Requirement 1:
Place every line of the dataset entries into a JSON list of strings, one string per line, leaving out blank lines.

POV-Ray : Newsgroups : povray.general : anti-aliasing : Re: More methods? was Re: anti-aliasing Server Time
7 Aug 2024 07:19:22 EDT (-0400)
  Re: More methods? was Re: anti-aliasing  
From: Jérôme Grimbert
Date: 14 Feb 2002 05:15:48
Message: <3C6B8E65.B7979598@atosorigin.com>
"Timothy R. Cook" wrote:
> I remember my HS chemistry book that had a small portion of
> Heisenberg's uncertainty formula, and an image of the solution
> to the whole thing...if THAT can be done, I'm sure a complex
> isosurface with noise and an atanh julia fractal could be done ;)

Well, you know, of course, that there is no general analytical solution to
find the roots of a polynome of sufficient degres (sufficient being more
than 4, IIRC). Nevertheless, it is possible to make an image of any polynome.

And some integration are impossible to perform mathematically, whereas computing
the value is done more easily. And some other, when using Mapple, take a very long
time and are really very long.

Requirement 2:
Continue the newsgroup reply about polynomial roots and numerical integration from where it stops.

(Dataset entries)
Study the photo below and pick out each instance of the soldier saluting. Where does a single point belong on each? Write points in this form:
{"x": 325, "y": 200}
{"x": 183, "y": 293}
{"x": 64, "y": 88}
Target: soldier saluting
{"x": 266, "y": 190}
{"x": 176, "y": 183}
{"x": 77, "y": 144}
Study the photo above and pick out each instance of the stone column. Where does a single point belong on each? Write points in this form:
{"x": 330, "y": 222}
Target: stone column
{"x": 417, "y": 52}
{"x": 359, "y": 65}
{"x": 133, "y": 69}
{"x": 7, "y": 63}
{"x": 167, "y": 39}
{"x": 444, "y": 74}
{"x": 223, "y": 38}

Response 1:
[
  "Study the photo below and pick out each instance of the soldier saluting. Where does a single point belong on each? Write points in this form:",
  "{\"x\": 325, \"y\": 200}",
  "{\"x\": 183, \"y\": 293}",
  "{\"x\": 64, \"y\": 88}",
  "Target: soldier saluting",
  "{\"x\": 266, \"y\": 190}",
  "{\"x\": 176, \"y\": 183}",
  "{\"x\": 77, \"y\": 144}",
  "Study the photo above and pick out each instance of the stone column. Where does a single point belong on each? Write points in this form:",
  "{\"x\": 330, \"y\": 222}",
  "Target: stone column",
  "{\"x\": 417, \"y\": 52}",
  "{\"x\": 359, \"y\": 65}",
  "{\"x\": 133, \"y\": 69}",
  "{\"x\": 7, \"y\": 63}",
  "{\"x\": 167, \"y\": 39}",
  "{\"x\": 444, \"y\": 74}",
  "{\"x\": 223, \"y\": 38}"
]

Response 2:
To go with the suggested method, you would have to stay as much as possible
analytic, avoiding all numerisations. I believe you would need to cross
the code of Mapple with a renderer. The interesting possible result would
be a RGBA formula for each pixel, this formula being dependent on all the
scene setting (objects, positions, textures, ior and so on).
The good thing is: you render once, and unless you remove/add an object or
replace a texture to drastically, you get 'instant-rendering' of multiple
variant (animation without #if/#switch, test of various mapping, variation
of IOR...)
The bad thing is: their is one enormous formula per pixel, and the time to 
evaluate it is also enormous.

The problem of anti-aliasing vs moire is badly answered with only a method
which use a discret ray.
If every object had a method to which a container ray(*) could be tested and
the answer was not the intersection point, but the amount of section intersected,
then it would be easier.

But there is a big gotcha: transforming a line in object space always result in
a line. But transforming a container ray, you might end up with very strange figure,
and the math are not easy.

(*): imagine a semi-infinite box (limited by only 5 perpendicular planes)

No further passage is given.